* [Your goal]:
Pick out every line in the location identification items below that contains the word "water", and copy each of those lines in full.

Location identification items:
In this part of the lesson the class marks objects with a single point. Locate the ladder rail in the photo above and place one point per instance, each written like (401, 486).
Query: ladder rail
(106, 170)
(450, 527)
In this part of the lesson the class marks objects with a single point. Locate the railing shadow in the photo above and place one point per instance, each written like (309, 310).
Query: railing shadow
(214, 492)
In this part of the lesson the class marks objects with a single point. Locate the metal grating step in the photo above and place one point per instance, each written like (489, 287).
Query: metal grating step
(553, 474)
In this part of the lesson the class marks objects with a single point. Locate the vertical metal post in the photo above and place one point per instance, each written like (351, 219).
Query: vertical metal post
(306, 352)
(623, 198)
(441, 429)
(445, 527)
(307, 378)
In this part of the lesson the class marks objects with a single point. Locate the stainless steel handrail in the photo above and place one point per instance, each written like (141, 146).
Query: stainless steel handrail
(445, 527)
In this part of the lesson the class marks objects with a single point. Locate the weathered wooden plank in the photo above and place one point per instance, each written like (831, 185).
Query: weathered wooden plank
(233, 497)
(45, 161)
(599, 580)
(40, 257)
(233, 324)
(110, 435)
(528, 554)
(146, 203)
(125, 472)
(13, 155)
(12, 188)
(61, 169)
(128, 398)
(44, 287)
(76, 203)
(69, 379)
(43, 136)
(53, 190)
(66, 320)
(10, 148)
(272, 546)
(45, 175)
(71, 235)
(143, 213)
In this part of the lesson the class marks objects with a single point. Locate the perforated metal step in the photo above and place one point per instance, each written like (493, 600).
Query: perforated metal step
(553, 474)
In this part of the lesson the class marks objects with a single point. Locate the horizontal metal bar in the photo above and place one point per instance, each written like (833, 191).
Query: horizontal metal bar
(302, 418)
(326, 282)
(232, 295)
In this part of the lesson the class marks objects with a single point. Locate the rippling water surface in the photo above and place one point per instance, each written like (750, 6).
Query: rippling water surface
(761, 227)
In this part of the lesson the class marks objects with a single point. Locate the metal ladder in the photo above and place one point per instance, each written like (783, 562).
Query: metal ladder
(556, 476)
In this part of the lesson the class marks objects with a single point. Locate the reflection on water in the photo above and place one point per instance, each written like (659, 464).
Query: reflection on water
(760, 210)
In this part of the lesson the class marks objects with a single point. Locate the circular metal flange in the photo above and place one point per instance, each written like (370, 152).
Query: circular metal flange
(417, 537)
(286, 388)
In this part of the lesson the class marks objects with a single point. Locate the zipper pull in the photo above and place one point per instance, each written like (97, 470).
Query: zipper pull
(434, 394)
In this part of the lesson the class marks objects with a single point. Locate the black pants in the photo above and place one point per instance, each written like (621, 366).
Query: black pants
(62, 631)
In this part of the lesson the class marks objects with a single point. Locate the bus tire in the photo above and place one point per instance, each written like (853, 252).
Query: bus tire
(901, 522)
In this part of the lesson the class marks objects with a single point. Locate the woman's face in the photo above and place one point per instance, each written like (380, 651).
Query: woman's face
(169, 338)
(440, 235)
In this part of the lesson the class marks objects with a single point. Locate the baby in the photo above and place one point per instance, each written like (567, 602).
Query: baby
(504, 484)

...

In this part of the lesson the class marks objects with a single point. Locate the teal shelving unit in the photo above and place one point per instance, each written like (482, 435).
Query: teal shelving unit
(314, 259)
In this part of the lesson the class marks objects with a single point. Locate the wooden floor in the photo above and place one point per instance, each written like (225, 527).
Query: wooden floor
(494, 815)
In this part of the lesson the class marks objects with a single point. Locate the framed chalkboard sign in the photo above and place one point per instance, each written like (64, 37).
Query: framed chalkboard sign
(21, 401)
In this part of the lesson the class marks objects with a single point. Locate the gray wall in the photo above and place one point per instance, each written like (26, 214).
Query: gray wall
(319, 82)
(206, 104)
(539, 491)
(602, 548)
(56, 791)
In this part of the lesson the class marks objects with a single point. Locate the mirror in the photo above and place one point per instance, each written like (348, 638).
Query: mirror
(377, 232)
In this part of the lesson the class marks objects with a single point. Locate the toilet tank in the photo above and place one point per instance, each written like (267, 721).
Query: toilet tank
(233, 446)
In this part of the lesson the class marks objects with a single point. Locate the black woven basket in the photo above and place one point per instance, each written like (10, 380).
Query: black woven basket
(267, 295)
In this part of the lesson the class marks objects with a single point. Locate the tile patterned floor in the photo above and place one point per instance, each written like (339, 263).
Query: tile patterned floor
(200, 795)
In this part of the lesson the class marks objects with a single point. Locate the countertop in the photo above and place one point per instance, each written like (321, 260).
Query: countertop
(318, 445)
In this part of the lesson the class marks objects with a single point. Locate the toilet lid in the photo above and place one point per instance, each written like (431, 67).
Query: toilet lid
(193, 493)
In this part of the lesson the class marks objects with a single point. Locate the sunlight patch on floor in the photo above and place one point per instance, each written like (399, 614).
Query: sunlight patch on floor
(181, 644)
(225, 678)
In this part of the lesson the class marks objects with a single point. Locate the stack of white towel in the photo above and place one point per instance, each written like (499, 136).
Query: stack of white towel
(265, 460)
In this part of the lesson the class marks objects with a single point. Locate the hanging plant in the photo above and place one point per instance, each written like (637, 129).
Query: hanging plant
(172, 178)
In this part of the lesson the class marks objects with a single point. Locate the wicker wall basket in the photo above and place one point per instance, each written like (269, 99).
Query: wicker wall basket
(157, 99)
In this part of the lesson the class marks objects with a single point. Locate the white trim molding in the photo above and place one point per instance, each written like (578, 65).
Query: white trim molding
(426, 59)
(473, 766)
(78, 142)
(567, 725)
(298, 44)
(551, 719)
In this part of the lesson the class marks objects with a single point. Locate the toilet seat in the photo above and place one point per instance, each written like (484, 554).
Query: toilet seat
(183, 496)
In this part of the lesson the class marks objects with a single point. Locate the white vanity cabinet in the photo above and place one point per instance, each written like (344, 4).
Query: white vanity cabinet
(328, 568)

* [The answer]:
In this part of the lesson the class marks objects with a single point. Locate the rippling water surface in the photo above and place one point per instance, each written like (750, 6).
Query: rippling water surface
In this part of the lesson the class marks objects with a single point. Locate the reflection on water in the photo above and place one point per instance, each written like (659, 464).
Query: reflection on water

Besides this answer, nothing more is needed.